Transformers operate on a fundamentally different data structure: a sequence of tokens of shape $(N, S, D)$, Here, the entire $D$-dimensional vector represents the complete set of features for a single token. This makes Layer Normalization (LayerNorm) 12 the ideal choice, as it normalizes across the $D$-dimensional embedding for each token independently.

Consequently, Diffusion Transformers (DiT) 9 employ Adaptive Layer Normalization (AdaLN). The principle is identical to AdaGN, but LayerNorm replaces GroupNorm. While the concept has roots in models like StyleGAN2 13, its application in Transformers for diffusion was popularized by DiT.

\[{\text {AdaLN}}(x,c)=\gamma(c)⋅{\text {LN}}(x)+\beta(c)\]

Gate parameter. Many implementations augment AdaLN with a learnable gate $g$, gating provides a way to dynamically control information flow. The most impactful application has been within the MLP layers, through Gated Linear Units (GLU) and its variants. The SwiGLU variant, proposed by Shazeer (2020) 14, was shown to significantly improve performance by introducing a data-driven, multiplicative gate that selectively passes information through the feed-forward network.

\[y = x + g \cdot \big(\gamma(s) \cdot \text{LN}(x) + \beta(s)\big).\]
  • $g$ is often initialized near 0, ensuring that the residual branch is “silent” at initialization.
  • During training, $g$ learns how strongly conditioning should influence the layer.
  • This mechanism stabilizes optimization and allows gra

The following figure shows how to inject conditional signal using AdaLN in a transformer block.

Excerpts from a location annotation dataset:
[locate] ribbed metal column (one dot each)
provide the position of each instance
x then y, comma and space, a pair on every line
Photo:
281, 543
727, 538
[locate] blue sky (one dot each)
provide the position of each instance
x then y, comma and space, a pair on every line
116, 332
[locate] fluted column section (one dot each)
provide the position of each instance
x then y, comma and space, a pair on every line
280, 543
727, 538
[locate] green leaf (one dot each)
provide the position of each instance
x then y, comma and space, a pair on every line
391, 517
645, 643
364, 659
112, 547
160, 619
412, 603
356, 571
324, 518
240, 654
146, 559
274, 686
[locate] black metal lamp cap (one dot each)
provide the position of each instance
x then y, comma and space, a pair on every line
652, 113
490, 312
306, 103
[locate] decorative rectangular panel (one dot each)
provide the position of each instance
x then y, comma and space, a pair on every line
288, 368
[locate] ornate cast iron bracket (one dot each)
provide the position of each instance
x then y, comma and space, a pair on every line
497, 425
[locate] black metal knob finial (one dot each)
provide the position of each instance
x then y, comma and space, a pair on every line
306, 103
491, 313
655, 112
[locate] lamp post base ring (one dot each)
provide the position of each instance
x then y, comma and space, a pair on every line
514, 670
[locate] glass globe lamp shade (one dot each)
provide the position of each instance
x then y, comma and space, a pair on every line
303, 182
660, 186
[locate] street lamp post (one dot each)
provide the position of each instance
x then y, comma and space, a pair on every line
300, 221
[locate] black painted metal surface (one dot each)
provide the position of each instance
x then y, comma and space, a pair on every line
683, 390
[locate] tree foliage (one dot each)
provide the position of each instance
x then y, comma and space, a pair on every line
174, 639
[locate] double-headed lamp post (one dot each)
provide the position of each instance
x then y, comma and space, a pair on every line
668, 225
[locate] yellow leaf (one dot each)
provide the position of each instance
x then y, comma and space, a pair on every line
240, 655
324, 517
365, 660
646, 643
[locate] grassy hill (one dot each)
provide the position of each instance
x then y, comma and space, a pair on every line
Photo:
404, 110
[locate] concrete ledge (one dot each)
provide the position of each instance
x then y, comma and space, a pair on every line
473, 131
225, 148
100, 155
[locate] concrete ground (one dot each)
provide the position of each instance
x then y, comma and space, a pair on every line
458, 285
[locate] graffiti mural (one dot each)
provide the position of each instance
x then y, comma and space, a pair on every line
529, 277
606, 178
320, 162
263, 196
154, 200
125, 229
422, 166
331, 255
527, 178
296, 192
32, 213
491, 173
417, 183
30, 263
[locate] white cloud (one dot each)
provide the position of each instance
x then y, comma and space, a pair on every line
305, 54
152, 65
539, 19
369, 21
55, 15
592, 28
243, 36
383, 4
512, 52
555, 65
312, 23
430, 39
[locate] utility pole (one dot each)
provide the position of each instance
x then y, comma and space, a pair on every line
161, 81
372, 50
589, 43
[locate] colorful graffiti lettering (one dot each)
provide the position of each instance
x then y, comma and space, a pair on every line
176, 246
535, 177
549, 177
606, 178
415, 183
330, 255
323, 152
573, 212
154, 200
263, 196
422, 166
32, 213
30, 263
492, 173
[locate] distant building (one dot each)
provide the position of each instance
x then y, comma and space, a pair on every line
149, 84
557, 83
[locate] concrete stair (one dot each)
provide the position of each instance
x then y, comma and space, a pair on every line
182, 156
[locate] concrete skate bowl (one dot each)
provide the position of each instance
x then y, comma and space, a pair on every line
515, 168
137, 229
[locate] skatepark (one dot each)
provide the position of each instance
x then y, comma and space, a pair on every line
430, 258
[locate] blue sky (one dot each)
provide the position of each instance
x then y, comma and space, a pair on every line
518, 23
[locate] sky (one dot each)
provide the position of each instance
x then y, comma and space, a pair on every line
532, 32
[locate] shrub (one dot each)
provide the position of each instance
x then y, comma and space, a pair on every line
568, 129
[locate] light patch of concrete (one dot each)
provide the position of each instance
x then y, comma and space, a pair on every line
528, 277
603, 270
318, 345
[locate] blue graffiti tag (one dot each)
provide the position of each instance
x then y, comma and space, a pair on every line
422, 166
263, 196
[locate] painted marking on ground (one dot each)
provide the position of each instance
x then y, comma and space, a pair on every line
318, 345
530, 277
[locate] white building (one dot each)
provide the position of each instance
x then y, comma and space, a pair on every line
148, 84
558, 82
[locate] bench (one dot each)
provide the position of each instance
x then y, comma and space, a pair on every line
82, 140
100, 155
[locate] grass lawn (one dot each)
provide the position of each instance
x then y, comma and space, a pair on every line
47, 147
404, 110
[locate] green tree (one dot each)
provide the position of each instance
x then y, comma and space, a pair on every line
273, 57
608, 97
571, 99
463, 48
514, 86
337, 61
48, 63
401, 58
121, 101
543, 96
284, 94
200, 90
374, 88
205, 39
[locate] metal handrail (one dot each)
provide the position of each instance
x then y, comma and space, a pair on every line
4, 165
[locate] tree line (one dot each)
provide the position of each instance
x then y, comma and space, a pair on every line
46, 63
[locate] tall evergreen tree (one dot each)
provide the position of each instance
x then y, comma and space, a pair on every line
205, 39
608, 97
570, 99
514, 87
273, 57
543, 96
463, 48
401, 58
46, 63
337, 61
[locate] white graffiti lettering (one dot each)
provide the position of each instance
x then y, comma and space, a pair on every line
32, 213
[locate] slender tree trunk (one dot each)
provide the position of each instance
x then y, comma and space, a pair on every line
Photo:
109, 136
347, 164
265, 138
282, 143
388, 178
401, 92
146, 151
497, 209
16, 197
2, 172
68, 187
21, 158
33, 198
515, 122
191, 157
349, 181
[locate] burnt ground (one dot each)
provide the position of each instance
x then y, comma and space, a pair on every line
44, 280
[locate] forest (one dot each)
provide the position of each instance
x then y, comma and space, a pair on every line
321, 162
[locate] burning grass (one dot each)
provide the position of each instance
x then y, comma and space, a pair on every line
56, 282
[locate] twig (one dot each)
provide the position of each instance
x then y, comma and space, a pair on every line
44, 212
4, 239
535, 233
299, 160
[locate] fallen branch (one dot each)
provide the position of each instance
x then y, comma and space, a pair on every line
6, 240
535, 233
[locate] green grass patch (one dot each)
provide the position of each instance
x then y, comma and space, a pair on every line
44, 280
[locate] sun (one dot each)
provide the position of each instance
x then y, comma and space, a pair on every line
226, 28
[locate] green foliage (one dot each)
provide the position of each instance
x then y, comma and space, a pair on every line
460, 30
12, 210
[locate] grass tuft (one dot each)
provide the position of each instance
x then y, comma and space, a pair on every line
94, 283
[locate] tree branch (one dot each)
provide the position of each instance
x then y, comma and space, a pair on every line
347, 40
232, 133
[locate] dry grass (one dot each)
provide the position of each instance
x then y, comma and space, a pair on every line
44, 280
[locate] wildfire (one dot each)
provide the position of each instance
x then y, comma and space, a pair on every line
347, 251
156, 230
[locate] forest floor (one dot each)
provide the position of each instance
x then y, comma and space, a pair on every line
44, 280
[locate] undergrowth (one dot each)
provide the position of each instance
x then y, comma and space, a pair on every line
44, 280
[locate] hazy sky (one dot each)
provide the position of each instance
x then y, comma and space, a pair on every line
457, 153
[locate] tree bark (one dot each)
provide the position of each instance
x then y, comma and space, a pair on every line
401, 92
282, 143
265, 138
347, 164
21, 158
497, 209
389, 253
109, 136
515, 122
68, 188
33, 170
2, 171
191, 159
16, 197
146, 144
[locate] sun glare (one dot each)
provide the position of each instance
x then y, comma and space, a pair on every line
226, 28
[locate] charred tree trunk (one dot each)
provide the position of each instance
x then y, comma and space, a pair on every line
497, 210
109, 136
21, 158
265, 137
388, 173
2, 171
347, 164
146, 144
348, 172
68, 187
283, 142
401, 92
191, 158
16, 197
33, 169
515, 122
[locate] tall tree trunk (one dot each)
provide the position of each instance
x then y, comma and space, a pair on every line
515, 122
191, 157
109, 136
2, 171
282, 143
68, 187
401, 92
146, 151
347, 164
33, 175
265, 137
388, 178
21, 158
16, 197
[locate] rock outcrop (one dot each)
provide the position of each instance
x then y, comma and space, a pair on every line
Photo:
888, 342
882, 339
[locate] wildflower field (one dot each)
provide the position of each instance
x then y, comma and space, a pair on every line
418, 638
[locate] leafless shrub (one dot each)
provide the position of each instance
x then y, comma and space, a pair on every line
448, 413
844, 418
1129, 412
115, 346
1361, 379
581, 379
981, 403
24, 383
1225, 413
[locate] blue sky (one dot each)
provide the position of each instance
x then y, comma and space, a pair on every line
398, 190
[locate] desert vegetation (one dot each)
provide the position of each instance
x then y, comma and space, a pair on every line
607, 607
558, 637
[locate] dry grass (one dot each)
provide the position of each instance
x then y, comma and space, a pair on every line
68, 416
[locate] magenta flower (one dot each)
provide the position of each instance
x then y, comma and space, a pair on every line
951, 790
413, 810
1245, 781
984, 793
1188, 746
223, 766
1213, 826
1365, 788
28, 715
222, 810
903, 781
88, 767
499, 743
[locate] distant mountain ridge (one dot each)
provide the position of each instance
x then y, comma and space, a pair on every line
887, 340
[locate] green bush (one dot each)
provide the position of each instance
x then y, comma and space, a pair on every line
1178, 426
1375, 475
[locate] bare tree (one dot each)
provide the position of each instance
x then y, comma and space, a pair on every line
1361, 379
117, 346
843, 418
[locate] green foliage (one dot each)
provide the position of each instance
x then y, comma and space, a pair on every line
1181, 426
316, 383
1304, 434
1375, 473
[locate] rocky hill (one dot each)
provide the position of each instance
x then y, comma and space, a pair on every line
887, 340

**TASK**. Summarize the text on adaptive layer normalization in transformers in two sentences. Rely only on the text and ignore the material.

**RESPONSE**. Because a transformer token's full feature set is its $D$-dimensional vector, LayerNorm normalizes each token across that embedding, so Diffusion Transformers use Adaptive Layer Normalization, which follows the same principle as AdaGN with LayerNorm in place of GroupNorm. Many implementations add a learnable gate $g$, often initialized near 0 so the residual branch is silent at first, which learns during training how strongly conditioning should influence the layer.